**TASK TO CARRY OUT**
Update the lines below so that each "place a dot" reads "put a mark" instead, leaving everything else untouched.

**SUPPLIED MATERIAL**
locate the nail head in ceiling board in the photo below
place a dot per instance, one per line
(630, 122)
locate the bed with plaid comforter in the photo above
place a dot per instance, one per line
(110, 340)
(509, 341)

**CORRECT ANSWER**
locate the nail head in ceiling board in the photo below
put a mark per instance, one per line
(630, 122)
locate the bed with plaid comforter in the photo above
put a mark per instance, one per line
(110, 340)
(509, 341)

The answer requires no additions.